(Work item) Skip the images and repeat every entry word for word.

(Dataset entries)
[Start of section]

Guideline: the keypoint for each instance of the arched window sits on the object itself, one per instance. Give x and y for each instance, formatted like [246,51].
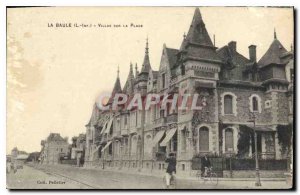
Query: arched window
[228,109]
[134,145]
[228,140]
[203,139]
[254,104]
[147,144]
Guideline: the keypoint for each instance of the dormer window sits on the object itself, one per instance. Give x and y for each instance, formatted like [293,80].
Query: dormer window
[228,104]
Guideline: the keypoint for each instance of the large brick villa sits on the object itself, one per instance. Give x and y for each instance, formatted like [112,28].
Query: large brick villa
[237,91]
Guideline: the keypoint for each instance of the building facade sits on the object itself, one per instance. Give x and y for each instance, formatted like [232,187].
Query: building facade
[238,95]
[53,149]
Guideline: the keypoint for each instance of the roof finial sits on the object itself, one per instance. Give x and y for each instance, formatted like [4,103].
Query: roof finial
[147,47]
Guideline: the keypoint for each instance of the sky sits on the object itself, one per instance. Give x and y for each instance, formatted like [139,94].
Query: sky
[55,74]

[End of section]

(Answer section)
Guideline: the keypoint for each instance of the arched window sits on the object itself, one per instance. Give x and y for each instance, formatted like [246,51].
Query: arched window
[228,109]
[134,145]
[228,140]
[203,139]
[254,104]
[147,144]
Guideline: the keypoint for each instance of the dormer window sits on the object itself, one per instance. Give x and y for each instance, formatted like [293,80].
Query: dormer window
[228,104]
Guideline: the keypoint for each instance of the large brick villa sits on the object itself, one per instance. Give x and y for each instance, formatted like [112,28].
Query: large brick villa
[237,91]
Guideline: the keypoint for each instance of the building facade sits on the object itself, one per instance. Give x and y for each instance, formatted like [232,187].
Query: building facade
[238,95]
[53,149]
Guideline: the keypoint for each instance of the roof finial sits on the object itself, one per instance. Give x and y for each instance, formatted like [4,103].
Query: roof finial
[147,47]
Guideline: the keypoint for each instance of the sky sits on the object itself, one per instance. Give x and y for each instance, formatted like [139,94].
Query: sky
[55,74]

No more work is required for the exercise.